* Start SUPPLIED RECORDS *

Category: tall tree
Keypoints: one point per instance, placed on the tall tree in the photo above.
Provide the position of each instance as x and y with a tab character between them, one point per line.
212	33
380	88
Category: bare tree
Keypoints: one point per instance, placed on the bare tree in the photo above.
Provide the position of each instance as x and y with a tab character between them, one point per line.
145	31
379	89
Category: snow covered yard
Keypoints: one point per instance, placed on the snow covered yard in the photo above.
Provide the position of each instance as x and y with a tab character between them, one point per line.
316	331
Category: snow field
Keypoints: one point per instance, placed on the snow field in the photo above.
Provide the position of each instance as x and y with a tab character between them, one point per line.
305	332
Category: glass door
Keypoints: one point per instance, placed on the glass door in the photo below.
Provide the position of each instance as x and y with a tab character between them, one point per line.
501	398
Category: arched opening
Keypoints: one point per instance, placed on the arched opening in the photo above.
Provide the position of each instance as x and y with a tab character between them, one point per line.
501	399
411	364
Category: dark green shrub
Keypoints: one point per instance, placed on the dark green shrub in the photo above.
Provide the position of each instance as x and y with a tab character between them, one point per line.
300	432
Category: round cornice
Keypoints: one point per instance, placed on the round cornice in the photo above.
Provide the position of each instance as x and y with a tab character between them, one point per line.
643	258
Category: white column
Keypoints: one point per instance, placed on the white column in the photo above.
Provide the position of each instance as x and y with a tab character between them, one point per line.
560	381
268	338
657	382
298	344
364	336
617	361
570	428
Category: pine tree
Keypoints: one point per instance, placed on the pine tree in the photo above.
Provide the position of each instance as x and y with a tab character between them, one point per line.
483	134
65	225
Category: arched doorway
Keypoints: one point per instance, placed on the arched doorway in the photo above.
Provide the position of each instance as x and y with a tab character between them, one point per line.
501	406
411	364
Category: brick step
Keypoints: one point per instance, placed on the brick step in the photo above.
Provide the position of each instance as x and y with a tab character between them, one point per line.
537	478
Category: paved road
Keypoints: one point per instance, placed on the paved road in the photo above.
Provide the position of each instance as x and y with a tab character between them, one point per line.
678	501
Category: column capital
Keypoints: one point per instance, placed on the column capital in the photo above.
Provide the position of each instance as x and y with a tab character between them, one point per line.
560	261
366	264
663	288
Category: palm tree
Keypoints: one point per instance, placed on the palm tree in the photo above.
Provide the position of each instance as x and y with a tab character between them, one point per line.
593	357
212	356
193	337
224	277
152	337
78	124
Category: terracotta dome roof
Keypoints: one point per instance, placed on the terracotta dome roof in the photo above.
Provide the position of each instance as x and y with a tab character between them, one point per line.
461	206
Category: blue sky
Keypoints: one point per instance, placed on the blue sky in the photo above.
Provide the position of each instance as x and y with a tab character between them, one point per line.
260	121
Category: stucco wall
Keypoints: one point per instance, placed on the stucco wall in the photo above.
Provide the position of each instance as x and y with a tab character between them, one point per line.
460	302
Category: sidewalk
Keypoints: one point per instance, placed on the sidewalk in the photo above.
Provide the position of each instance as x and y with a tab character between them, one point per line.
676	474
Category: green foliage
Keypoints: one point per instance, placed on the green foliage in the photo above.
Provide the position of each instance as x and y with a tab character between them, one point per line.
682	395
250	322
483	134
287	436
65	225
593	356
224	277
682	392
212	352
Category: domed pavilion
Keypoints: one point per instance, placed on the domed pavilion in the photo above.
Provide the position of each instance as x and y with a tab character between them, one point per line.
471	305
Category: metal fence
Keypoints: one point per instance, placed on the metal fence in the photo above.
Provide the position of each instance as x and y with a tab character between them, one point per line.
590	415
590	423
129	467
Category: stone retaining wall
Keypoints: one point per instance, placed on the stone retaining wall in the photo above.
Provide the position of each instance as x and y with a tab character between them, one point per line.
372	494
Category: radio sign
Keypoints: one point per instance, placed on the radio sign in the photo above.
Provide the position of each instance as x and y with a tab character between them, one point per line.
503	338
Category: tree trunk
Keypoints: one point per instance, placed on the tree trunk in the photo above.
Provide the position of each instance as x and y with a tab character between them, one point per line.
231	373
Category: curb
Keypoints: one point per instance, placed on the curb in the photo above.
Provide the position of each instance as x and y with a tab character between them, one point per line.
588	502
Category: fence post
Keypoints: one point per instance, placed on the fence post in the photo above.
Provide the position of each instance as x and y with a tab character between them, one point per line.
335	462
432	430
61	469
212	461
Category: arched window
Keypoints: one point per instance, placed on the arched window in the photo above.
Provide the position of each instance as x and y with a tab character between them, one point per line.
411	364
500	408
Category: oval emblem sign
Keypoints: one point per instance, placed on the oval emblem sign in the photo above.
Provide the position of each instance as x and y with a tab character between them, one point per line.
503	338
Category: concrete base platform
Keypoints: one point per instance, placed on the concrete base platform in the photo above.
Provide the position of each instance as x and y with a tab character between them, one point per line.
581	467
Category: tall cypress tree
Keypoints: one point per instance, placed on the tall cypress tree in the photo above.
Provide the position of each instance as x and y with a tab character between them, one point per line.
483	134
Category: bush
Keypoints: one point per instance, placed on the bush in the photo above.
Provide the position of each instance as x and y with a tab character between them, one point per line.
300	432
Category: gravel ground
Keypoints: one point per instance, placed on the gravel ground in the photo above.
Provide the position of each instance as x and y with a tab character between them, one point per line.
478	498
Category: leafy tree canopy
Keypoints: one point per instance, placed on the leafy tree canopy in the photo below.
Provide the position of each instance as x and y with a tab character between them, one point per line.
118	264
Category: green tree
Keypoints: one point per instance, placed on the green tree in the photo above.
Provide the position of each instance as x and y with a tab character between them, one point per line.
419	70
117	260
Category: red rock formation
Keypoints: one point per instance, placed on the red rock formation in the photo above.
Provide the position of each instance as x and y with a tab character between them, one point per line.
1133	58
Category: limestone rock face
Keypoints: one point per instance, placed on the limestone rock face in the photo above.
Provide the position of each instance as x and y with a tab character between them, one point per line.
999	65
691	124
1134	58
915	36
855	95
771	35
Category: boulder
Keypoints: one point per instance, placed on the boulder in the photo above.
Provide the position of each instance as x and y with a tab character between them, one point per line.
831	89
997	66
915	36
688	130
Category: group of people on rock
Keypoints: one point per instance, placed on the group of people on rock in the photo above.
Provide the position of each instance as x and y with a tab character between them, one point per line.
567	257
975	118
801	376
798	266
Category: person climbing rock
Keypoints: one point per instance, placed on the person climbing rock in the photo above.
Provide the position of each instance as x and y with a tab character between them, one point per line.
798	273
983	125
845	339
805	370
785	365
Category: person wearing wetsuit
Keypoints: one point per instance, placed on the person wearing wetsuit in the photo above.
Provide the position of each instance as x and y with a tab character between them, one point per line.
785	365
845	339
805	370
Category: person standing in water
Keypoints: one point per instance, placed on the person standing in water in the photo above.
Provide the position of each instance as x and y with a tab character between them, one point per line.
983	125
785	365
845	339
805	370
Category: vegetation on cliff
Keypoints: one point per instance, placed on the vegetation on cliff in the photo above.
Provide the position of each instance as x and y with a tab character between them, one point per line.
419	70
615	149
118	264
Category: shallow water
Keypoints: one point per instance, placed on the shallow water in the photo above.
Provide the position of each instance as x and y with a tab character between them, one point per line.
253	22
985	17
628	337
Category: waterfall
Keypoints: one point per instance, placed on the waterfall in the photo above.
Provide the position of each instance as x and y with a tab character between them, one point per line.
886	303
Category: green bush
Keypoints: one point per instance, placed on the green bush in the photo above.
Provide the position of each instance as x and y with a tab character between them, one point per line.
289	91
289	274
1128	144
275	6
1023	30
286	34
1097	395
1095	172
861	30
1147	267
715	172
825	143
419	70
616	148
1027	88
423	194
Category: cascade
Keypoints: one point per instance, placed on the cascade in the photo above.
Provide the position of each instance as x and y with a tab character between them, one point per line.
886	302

* End SUPPLIED RECORDS *

▶ _TASK BRIEF_:
Return every record, word for word.

▶ _RESPONSE BELOW_:
Category: tall tree
Keypoints: one point per instance, placed on the tall tree in the photo above.
Provide the position of each instance as x and y with a tab character between them, one point per line.
212	33
380	88
Category: bare tree
Keypoints: one point per instance, placed on the bare tree in the photo above.
Provide the position of each instance as x and y with a tab character between them, one point per line.
145	31
379	89
Category: snow covered yard
Keypoints: one point per instance, placed on the snow covered yard in the photo above.
Provide the position of each instance as x and y with a tab character between them, one point per line.
316	331
Category: snow field
Keypoints: one point per instance, placed on the snow field in the photo above.
Provide the position of each instance as x and y with a tab character between them, one point per line.
305	332
Category: glass door
Keypoints: one point per instance, placed on the glass door in the photo below.
Provide the position of each instance as x and y with a tab character between them, one point per line.
501	398
Category: arched opening
Keypoints: one point per instance, placed on the arched opening in the photo above.
Provide the position of each instance as x and y with a tab character between them, one point per line.
501	399
411	364
Category: dark green shrub
Keypoints: one point per instance, placed on the dark green shrub in the photo above.
Provide the position of each instance as x and y with a tab character between them, one point per line.
300	432
Category: round cornice
Keypoints: one point per instance, placed on the round cornice in the photo above.
Provide the position of each instance as x and y with a tab character between them, one point per line.
643	258
Category: white column
Keypoints: one point per instance, placed on the white column in the photo above.
Provide the position of each instance as x and y with a tab character between them, one point per line.
560	381
268	338
657	382
298	344
364	336
617	361
570	428
Category: pine tree
Keypoints: one point per instance, placed on the pine tree in the photo above.
Provide the position of each instance as x and y with a tab character between them, one point per line.
483	134
65	225
Category: arched doorway
Keypoints: one point per instance, placed on the arched doorway in the photo above.
Provide the position of each instance as x and y with a tab character between them, one point per line.
501	406
411	364
Category: brick step
Keypoints: one point per instance, placed on the brick step in the photo above.
Provide the position of each instance as x and y with a tab character between them, one point per line.
537	478
Category: paved road
Keypoints: one point per instance, placed on the paved road in the photo above.
Provide the position of each instance as x and y with a tab character between them, one point per line.
678	501
Category: column capital
Keypoints: one point per instance, placed on the column capital in the photo above.
Provide the position of each instance as x and y with a tab character between them, one point per line.
560	261
366	264
663	288
Category: palm tree
Keypoints: one point per instance, placed on the palm tree in the photo above.
Provide the position of each instance as x and y with a tab character between them, one point per line.
593	357
212	356
193	337
224	277
152	337
78	124
Category: terracotta dome roof
Keypoints: one point per instance, placed on the terracotta dome roof in the photo above.
Provide the position of each instance as x and y with a tab character between them, one point per line.
461	206
Category: blue sky
Keypoints: one point per instance, placed on the blue sky in the photo above.
Provide the position of each instance as x and y with a tab character between them, one point per line.
260	121
Category: stucco wall
Keypoints: one point per instance, placed on the stucco wall in the photo above.
Provide the position of each instance as x and y with a tab character between them, one point per line.
460	302
Category: sidewalk
Keypoints: one point per instance, placed on the sidewalk in the photo above.
Provide the position of each instance as x and y with a tab character between them, one point per line.
676	474
Category: green foliage
Keypoints: one point per instance, placed on the green foliage in the photo above.
Provide the position of each instance as x and y with a tab character between them, one point per line.
682	395
250	322
483	134
287	436
65	225
593	356
224	277
682	392
212	352
Category: domed pavilion
Keypoints: one point per instance, placed on the domed pavilion in the photo above.
Provide the position of each instance as x and y with a tab character between them, one point per line.
471	305
Category: metal fence
Keypoints: one point per instance, placed on the metal fence in the photo above.
Provide the position of each instance as x and y with a tab character between them, one point per line.
590	415
590	423
129	467
Category: stone retaining wall
Keypoints: one point per instance, placed on the stone retaining wall in the photo above.
Provide the position of each instance as x and y with a tab character between them, one point per line.
372	494
Category: radio sign
Keypoints: one point per instance, placed on the radio sign in the photo above.
Provide the position of each instance as x and y with a tab character between them, one point per line.
503	338
Category: tree trunk
Keypoints: one point per instance, placed on the tree trunk in the photo above.
Provide the position of each instance as x and y with a tab character between them, one point per line.
231	373
Category: curb
Keypoints: one point per instance, placed on the curb in the photo above.
Provide the position of each instance as x and y with a tab character between them, one point per line.
588	502
Category: fence post
Keypoints: one point per instance, placed on the fence post in the photo above.
Provide the position of each instance as x and y with a tab character between them, one point per line.
335	462
432	430
61	469
212	461
Category: arched window
Keypoints: one point per instance, placed on the arched window in the photo above.
Provide the position of each instance as x and y with a tab character between them, one point per line.
411	364
500	408
Category: oval emblem sign
Keypoints: one point per instance, placed on the oval emblem sign in the photo above.
Provide the position of each instance as x and y with a tab character between them, one point per line.
503	338
Category: concrete base platform
Keypoints: one point per instance, placed on the concrete base platform in the photo above.
Provide the position of each instance as x and y with a tab character between them, one point per line.
581	467
Category: tall cypress tree
Keypoints: one point per instance, placed on the tall cypress tree in the photo above.
Provide the position of each instance as x and y with a tab character between them, one point per line.
483	134
Category: bush
Keypoints: one point per instance, placed on the bush in the photo above.
Provide the position of each instance as x and y with a tab character between them, one point per line.
300	432
Category: gravel ground
Keypoints: one point per instance, placed on the gravel ground in the photo above.
Provide the position of each instance as x and y with a tab character between them, one point per line.
478	498
Category: leafy tree canopy
Keypoints: one point per instance, placed on the leafy tree canopy in the photo below.
Provide the position of each instance as x and y with a tab character between them, one point per line.
118	264
Category: green tree
Keypoints: one point per instance, placed on the green tree in the photo above.
Provide the position of each instance as x and y with a tab character between them, one point per line.
419	70
117	260
Category: red rock formation
Keypoints: one point per instance, placed on the red rock formation in the photo above.
Provide the position of each instance as x and y with a tab character between them, one point per line.
1133	58
Category: limestone rock face
Keypoints: one point per instance, placed on the limestone rock face in the photo above.
Provide the position of each instance as x and y with a tab character between them, one point per line.
999	65
691	124
1134	58
915	36
855	95
771	35
Category: boulder
Keypoints: one point per instance, placed on the boulder in the photo above.
Provide the position of each instance as x and y with a tab character between them, one point per line.
831	89
997	66
915	36
688	130
Category: group of people on rock
Keypoints: one point per instance, placed on the group of people on rock in the photo above.
Provide the position of each instance as x and y with a tab character between them, one point per line.
567	257
975	118
801	376
798	266
Category: person climbing rock
Keypoints: one point per instance, placed on the person climbing rock in the photo above.
Provide the position of each instance as x and y with a tab character between them, one point per line.
798	273
983	125
845	339
805	370
785	365
Category: person wearing wetsuit
Keypoints: one point per instance, placed on the person wearing wetsuit in the photo above.
Provide the position of each instance as x and y with a tab character between them, one point per line.
785	365
845	339
805	370
Category: person standing in water
Keypoints: one point per instance, placed on the person standing in water in the photo above.
Provide the position of each instance as x and y with a tab character between them, one point per line.
983	125
785	365
845	339
805	370
Category: vegetation on cliff
Keypoints: one point per instance, placed on the vegetation on cliff in the photo above.
Provide the position of each instance as x and y with a tab character between them, one point per line.
419	70
615	149
118	264
Category: shallow water
Keypoints: one point per instance, placed on the shallow water in the photo above.
Provide the position of each instance as x and y with a tab character between them, one point per line.
253	22
985	17
628	337
Category: waterfall
Keypoints: one point per instance, placed on the waterfall in the photo above.
Provide the position of each instance as x and y with a tab character between them, one point per line.
886	303
Category: green bush
Keypoints: one point per instance, placed on the green bush in the photo above.
Provide the position of each instance as x and y with a tab character between them, one point per line.
289	91
289	274
1128	144
275	6
1023	30
286	34
1097	395
1095	172
861	30
1147	267
715	172
825	143
419	70
616	148
1027	88
423	194
Category: cascade
Keypoints: one point per instance, placed on the cascade in the photo above.
Provide the position of each instance as x and y with a tab character between them, one point per line.
886	302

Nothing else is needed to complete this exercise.